[TASK 1]
According to the passage on activist group funding, what were Ceres's total revenues in 2022?
[TASK 2]
Please write the next part of the passage on activist group funding, picking up after its final sentence.

[TEXT SEGMENT]
++++++++
In 2022, As You Sow reported just over $8.5 million in total revenue. Its most important funders since 2020 have been the Open Society Foundations and the Foundation to Promote Open Society—two gigantic foundations established by liberal political megadonor George Soros—which have given it a combined $1.7 million. Other major organizational donors to As You Sow since 2020 include the Stephen M. Silberstein Foundation (almost $1.05 million), the Energy Foundation ($800,000), the Wallace Global Fund ($740,000), the Roddenberry Foundation ($700,000), ImpactAssets ($668,000), the Oak Foundation ($600,002), the Tara Health Foundation ($550,000), and the Tides Foundation ($495,000). It has also received $230,000 from the New Venture Fund, part of the gigantic political “dark money” network managed by Arabella Advisors.
The New Venture Fund has also given heavily (over $4.3 million from 2020 to 2021) to the ESG activist group Ceres, which the Proxy Preview credits with having coordinated most of the climate change resolutions profiled in the report. Ceres had total revenues of over $31.6 million in 2022, and some of its other major funders include the ClimateWorks Foundation ($9.03 million from 2020 to 2022) and the MacArthur Foundation ($6.5 million from 2020 to 2022). The Bloomberg Family Foundation, established by billionaire Michael Bloomberg, gave Ceres $4.4 million from 2020 to 2022.
++++++++
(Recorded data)
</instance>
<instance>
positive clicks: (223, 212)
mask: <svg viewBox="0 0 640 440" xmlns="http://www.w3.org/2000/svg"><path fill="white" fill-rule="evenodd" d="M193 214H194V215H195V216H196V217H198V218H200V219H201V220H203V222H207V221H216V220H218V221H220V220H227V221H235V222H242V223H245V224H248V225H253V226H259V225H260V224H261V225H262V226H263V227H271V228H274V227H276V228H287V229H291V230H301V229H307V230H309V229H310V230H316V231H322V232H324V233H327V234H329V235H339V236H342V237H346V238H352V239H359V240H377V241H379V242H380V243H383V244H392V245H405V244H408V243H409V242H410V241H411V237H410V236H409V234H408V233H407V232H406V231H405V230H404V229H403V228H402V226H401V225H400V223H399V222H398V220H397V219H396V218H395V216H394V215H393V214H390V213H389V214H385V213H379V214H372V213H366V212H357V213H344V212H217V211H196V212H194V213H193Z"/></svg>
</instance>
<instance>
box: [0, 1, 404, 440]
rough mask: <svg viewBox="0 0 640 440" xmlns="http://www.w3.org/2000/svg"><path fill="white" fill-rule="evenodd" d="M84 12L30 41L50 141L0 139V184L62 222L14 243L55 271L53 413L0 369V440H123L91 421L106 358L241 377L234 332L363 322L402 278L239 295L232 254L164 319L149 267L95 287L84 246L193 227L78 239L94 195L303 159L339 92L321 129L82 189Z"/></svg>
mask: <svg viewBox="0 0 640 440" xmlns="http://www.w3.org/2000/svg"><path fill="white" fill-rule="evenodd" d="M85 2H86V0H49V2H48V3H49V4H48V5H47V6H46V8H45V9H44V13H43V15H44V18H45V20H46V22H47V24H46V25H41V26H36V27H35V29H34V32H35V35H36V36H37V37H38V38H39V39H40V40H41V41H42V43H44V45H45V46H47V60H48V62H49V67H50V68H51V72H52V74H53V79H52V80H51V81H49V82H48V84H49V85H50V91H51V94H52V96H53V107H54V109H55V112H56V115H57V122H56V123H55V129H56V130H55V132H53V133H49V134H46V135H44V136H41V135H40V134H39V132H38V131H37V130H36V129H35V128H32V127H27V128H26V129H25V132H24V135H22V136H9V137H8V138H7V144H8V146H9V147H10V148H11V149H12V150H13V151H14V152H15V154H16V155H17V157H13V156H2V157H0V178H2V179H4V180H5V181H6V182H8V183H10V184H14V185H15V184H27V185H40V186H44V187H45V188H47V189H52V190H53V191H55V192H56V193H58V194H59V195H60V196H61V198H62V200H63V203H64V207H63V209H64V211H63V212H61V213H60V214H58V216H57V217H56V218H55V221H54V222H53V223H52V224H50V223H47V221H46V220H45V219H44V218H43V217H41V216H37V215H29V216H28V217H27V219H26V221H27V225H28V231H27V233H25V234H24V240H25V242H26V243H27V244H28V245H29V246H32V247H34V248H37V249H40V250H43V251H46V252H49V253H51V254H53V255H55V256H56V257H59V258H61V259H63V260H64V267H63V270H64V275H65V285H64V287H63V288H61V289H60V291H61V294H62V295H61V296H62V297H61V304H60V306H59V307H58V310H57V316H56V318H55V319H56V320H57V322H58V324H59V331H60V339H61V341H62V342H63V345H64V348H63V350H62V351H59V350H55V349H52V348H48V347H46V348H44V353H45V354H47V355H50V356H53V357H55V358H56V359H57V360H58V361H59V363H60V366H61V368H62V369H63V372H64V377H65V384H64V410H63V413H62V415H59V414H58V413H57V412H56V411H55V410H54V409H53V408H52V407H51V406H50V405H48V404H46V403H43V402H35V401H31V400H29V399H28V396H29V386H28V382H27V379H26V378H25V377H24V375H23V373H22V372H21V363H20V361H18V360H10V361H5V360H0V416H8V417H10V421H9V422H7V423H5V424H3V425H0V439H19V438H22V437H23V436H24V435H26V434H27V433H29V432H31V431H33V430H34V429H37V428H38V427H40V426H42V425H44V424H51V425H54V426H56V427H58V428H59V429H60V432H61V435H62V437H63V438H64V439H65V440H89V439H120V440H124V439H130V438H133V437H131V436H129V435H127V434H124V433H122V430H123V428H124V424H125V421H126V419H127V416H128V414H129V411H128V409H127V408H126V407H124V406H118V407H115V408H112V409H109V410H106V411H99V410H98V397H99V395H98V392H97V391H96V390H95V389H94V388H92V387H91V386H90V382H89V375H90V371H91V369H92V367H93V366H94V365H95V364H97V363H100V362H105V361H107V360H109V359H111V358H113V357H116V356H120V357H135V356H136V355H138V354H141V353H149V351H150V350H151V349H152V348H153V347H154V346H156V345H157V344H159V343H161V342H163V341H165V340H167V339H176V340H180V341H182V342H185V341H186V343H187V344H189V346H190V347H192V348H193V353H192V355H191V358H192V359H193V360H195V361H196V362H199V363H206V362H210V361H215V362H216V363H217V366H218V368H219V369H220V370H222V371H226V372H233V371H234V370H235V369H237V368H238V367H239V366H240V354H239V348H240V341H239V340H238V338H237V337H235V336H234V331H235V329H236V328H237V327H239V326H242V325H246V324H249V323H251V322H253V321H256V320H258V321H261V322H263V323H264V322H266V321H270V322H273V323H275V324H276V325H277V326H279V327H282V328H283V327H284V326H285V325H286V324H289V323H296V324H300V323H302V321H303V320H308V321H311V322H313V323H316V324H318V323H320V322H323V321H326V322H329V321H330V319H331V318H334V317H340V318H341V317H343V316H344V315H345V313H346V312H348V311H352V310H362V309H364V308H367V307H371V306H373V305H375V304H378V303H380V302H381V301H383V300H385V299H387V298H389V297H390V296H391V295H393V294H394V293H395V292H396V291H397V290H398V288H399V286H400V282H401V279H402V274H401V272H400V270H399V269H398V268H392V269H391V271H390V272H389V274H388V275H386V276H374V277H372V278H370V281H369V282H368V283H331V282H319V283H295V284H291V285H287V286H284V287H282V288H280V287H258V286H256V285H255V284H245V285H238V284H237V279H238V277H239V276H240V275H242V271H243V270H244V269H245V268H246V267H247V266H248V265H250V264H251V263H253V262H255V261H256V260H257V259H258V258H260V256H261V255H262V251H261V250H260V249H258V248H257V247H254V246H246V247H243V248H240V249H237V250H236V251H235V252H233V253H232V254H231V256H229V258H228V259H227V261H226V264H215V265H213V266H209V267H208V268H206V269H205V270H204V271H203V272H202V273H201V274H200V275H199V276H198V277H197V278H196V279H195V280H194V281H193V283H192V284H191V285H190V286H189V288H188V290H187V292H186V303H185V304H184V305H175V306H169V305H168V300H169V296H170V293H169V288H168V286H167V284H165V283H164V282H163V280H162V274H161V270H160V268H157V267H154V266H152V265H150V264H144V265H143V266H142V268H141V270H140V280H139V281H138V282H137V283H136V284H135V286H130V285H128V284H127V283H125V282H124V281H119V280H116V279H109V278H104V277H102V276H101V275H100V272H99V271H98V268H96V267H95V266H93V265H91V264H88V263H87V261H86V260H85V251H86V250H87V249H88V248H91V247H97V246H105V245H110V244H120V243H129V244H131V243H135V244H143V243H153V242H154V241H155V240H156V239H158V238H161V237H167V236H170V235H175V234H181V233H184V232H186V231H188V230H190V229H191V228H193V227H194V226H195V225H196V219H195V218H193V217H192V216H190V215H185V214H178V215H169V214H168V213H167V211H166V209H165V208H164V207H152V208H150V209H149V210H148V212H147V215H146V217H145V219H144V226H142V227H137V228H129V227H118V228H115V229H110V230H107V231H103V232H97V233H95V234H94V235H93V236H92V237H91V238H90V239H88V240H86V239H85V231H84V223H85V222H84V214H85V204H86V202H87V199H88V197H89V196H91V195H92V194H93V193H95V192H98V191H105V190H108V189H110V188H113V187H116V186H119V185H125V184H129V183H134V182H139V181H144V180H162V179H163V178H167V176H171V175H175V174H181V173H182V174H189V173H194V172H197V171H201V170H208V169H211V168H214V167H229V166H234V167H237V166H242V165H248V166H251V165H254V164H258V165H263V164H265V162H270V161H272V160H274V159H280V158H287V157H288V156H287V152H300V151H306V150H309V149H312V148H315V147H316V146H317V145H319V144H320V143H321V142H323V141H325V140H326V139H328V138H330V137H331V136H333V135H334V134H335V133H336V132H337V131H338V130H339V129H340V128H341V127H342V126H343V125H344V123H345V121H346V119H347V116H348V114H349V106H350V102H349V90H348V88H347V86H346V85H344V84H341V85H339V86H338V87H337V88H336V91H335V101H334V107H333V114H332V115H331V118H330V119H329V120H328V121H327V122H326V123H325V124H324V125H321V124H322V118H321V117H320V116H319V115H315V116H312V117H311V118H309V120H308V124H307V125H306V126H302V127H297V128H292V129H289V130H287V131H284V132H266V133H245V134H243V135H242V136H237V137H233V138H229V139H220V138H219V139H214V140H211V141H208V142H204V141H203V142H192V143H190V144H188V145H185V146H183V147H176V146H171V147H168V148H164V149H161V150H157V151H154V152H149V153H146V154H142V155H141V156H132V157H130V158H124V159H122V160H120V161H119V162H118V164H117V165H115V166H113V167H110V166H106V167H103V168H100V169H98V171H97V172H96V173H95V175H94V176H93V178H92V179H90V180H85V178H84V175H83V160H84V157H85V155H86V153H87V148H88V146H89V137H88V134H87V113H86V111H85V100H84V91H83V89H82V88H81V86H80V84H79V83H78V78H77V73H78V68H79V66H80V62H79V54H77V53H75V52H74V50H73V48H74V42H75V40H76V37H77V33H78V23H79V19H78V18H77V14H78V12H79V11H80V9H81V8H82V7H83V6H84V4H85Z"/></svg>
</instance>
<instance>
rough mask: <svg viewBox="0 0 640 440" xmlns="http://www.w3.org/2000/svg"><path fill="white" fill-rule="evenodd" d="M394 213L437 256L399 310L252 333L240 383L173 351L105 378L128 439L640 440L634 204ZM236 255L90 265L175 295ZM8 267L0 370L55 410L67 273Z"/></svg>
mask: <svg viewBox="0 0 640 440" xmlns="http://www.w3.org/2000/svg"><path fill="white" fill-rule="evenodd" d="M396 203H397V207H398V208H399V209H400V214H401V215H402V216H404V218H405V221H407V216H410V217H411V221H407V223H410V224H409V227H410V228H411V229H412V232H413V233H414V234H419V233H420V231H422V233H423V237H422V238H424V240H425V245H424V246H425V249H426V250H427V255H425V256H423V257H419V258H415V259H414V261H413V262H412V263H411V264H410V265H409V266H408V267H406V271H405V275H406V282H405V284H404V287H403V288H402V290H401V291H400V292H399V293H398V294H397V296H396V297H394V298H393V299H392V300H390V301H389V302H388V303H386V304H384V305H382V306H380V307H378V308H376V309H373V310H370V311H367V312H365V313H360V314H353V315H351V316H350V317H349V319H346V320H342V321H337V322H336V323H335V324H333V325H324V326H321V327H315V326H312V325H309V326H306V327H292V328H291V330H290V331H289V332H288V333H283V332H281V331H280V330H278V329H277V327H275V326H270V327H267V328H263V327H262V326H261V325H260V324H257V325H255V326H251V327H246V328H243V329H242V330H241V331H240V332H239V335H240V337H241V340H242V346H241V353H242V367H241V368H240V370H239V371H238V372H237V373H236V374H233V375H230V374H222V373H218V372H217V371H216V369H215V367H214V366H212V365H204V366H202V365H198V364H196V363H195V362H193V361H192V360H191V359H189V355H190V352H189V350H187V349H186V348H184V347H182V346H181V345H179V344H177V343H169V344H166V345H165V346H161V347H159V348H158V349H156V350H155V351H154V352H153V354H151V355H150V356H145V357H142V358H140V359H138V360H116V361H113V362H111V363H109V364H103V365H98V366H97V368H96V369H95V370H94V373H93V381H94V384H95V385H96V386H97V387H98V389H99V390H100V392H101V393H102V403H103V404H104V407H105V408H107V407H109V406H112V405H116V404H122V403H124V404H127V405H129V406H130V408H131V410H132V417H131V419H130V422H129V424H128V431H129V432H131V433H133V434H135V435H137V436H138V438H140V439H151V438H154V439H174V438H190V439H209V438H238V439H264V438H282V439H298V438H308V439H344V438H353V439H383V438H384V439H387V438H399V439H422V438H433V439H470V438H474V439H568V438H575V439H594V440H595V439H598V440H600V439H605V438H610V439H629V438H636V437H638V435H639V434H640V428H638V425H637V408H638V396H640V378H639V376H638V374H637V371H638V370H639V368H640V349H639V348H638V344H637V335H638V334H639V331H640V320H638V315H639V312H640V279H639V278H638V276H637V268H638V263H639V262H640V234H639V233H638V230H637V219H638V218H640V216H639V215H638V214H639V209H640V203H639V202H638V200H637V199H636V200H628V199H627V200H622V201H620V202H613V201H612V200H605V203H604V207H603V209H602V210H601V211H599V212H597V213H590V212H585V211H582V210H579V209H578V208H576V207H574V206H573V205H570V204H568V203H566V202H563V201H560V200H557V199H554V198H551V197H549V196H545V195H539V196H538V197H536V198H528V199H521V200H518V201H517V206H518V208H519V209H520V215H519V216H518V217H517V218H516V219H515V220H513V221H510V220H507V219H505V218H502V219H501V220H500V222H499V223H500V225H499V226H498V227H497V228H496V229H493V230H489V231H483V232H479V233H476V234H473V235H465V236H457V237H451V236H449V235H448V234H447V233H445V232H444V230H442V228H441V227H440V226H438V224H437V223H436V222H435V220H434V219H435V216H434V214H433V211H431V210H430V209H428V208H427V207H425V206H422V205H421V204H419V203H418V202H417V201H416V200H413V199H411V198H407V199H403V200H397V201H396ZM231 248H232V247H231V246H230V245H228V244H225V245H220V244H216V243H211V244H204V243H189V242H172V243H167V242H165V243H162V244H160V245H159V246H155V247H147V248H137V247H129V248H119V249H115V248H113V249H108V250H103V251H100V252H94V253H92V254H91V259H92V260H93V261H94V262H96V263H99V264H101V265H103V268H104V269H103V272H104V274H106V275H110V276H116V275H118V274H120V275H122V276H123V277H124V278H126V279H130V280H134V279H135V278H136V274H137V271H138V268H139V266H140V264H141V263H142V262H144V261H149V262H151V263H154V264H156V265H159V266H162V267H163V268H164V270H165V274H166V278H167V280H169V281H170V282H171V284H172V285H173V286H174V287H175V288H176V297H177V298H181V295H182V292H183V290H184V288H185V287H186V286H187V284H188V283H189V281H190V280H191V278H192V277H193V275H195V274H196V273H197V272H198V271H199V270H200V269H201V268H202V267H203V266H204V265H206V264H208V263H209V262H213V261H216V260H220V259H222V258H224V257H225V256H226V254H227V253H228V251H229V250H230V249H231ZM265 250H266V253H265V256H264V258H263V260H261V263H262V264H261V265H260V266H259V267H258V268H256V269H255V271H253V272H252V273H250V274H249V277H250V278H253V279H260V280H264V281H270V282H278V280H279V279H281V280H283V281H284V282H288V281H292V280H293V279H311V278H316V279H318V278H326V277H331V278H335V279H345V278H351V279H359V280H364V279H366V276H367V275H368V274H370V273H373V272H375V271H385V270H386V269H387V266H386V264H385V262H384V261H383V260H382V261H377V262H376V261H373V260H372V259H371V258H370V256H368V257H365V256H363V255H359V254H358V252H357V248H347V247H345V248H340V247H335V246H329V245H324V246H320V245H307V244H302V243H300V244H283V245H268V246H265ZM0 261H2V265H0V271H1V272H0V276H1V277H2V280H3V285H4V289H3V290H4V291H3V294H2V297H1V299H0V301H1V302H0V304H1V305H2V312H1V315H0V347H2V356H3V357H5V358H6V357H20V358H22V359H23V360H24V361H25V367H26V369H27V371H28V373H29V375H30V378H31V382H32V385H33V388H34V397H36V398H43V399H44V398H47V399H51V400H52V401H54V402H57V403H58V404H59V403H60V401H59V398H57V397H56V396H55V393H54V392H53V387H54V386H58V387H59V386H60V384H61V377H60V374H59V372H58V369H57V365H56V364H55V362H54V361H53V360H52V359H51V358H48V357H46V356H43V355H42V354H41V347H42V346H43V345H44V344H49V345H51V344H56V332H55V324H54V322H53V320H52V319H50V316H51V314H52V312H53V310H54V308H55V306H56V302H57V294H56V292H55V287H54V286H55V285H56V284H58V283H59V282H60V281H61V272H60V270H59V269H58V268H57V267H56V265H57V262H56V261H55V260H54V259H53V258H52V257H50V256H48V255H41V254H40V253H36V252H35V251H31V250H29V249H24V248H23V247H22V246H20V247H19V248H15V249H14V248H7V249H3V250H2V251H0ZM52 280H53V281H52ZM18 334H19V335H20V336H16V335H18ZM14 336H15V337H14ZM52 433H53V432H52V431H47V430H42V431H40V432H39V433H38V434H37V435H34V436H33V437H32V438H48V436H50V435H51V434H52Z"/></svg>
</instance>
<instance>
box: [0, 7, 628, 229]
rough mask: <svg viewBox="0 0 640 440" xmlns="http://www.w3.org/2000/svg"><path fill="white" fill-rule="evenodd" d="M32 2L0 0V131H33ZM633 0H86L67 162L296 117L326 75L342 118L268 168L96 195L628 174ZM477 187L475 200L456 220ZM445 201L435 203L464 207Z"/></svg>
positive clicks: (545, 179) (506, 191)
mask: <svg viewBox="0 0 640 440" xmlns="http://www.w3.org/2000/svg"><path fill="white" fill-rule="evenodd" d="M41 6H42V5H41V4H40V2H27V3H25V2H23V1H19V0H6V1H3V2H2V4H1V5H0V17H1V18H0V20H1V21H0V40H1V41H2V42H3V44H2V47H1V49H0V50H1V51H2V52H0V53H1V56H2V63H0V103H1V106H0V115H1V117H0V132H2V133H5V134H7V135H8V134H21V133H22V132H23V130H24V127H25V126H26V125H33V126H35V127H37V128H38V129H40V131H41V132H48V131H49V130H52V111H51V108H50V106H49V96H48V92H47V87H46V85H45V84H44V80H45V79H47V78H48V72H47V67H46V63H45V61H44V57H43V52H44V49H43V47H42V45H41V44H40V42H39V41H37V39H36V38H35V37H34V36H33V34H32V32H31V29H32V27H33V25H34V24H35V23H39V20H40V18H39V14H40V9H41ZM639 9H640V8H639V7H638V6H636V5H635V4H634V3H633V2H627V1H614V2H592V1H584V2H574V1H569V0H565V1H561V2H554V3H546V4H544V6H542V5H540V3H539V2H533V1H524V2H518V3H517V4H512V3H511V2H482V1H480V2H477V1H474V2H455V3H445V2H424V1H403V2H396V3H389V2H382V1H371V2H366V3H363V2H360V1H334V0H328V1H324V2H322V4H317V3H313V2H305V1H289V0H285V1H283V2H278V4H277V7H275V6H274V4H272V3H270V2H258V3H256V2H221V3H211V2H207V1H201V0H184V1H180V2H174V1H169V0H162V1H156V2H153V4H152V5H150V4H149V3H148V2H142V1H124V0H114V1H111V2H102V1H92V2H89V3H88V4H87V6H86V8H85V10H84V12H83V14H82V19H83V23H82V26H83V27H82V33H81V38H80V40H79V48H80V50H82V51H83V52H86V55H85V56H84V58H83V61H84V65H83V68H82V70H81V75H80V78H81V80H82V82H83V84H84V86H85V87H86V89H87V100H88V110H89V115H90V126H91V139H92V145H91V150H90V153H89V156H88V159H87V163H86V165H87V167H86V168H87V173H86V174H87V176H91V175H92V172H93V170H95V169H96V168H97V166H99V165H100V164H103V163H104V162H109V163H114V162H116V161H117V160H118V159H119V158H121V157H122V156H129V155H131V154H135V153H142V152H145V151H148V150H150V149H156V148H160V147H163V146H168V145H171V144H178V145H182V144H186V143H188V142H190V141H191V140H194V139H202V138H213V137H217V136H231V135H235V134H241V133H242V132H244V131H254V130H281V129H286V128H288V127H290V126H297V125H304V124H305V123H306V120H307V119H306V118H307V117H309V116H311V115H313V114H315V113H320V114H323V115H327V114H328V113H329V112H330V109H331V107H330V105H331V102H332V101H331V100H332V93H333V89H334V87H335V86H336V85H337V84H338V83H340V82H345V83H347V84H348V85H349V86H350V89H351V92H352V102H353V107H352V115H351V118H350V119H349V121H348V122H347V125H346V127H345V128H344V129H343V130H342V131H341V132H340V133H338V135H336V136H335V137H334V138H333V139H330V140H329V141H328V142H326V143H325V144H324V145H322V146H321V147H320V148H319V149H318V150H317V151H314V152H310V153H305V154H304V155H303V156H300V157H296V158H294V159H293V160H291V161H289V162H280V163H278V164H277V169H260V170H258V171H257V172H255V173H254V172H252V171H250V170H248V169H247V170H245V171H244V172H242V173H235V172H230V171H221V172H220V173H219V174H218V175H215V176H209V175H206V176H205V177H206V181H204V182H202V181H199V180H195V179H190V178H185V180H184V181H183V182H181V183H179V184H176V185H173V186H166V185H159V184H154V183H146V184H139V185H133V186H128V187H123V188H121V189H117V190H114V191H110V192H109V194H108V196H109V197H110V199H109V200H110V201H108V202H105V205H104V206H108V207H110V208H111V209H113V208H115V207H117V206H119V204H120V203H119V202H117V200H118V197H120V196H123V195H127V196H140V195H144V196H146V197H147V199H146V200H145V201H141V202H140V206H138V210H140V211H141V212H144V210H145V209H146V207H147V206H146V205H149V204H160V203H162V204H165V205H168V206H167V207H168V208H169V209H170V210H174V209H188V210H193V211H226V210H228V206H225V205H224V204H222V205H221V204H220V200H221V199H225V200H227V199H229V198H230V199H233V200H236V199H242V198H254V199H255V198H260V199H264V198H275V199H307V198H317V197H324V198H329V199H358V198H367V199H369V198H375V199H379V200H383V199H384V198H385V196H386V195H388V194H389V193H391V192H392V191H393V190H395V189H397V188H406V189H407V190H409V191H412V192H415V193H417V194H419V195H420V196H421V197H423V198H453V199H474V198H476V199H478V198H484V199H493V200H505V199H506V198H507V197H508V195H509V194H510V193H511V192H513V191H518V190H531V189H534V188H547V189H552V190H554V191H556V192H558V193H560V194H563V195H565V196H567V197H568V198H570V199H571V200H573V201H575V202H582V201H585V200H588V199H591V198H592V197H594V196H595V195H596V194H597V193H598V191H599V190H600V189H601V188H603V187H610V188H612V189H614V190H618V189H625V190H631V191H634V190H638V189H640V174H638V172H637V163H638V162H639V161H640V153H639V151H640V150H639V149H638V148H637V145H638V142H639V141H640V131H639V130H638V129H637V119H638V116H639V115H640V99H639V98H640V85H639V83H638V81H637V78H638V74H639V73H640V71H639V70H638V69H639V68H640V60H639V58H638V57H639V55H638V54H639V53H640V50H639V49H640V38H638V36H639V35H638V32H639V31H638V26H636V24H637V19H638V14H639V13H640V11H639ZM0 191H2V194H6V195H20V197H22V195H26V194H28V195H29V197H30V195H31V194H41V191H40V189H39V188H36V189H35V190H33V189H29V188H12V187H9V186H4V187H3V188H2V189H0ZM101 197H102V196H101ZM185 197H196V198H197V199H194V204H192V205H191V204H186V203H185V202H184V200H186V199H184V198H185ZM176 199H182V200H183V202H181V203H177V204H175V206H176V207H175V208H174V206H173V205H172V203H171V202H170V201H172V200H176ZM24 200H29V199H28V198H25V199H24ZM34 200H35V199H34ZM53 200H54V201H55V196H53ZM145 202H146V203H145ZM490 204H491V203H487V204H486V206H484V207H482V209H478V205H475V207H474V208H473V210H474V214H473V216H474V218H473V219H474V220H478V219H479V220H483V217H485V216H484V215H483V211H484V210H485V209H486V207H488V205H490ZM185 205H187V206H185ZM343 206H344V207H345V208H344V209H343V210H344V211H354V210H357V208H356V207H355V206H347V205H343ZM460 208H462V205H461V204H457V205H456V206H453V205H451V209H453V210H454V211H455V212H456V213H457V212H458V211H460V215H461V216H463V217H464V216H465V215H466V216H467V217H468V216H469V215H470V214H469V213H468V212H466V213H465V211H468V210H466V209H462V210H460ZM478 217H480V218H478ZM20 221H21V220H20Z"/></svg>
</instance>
++++++++
[EXPECTED OUTPUT 1]
Over $31.6 million.

[EXPECTED OUTPUT 2]
As You Sow also apparently assisted with a series of shareholder resolutions filed this year by Amalgamated Bank. While it may seem strange for one public company to engage in shareholder activism at another, Amalgamated Bank is no ordinary public company. Billing itself as “America’s Socially Responsible Bank,” it is an explicitly ESG-focused financial institution that employs its considerable resources to support “sustainable organizations, progressive causes and social justice.” The Democratic Party and its associated campaigns and political action committees are some of the bank’s most important clients. As of 2022 the labor union Workers United, a Service Employees International Union (SEIU) affiliate, owned approximately 41 percent of the bank’s equity. Amalgamated Bank is also affiliated with the Amalgamated Charitable Foundation, a 501(c)(3) grantmaker and donor-advised fund provider that paid out $167.6 million worth of functionally anonymized grants primarily to left-of-center activist groups in 2022.
Two Decades Hence?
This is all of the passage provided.